PROBLEM TO SOLVE: Convert the records below, from the line containing "Please spot the sidewalk" through the last line, into a JSON list of strings with one string per line and no blank lines.
--- BEGIN RECORDS TO USE ---
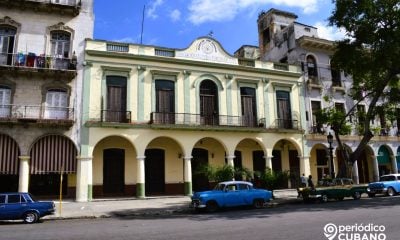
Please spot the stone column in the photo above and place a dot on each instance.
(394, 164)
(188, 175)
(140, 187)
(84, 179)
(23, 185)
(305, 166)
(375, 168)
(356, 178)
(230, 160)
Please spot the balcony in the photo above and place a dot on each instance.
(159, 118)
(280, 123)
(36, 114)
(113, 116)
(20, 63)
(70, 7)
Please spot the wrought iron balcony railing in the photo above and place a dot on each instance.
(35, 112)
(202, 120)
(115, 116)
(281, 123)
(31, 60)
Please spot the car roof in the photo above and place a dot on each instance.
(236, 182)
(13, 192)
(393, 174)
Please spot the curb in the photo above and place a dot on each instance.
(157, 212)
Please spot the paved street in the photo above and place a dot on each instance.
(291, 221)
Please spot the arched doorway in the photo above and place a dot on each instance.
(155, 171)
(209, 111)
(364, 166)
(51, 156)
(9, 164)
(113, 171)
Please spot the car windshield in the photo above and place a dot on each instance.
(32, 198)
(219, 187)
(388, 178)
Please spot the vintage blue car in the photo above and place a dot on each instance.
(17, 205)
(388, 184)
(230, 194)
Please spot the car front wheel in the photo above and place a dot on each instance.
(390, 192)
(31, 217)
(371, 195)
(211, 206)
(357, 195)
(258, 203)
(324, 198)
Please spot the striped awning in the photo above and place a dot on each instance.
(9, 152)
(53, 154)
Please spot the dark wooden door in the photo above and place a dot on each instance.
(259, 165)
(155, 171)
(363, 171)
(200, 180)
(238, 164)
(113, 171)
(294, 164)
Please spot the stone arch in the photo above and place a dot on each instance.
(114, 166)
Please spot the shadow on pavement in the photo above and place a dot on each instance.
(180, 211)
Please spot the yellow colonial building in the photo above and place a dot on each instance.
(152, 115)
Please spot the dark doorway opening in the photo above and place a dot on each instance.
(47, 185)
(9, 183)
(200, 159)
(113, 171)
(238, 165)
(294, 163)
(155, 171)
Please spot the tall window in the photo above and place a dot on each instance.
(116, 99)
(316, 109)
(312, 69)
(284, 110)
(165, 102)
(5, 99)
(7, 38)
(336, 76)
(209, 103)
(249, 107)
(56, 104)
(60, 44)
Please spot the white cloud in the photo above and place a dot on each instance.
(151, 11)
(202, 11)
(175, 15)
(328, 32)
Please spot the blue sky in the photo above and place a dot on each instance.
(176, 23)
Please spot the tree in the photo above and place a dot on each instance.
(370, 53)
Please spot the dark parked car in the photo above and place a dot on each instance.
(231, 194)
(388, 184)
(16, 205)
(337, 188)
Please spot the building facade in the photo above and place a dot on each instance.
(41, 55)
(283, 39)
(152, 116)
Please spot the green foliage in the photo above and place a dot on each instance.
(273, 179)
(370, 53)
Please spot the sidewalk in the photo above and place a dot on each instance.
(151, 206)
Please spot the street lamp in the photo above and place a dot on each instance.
--- END RECORDS TO USE ---
EXERCISE RESULT:
[
  "Please spot the sidewalk in the photo above and place a dot on each instance.",
  "(151, 206)",
  "Please spot the street lamp in the photo above and place a dot on each instance."
]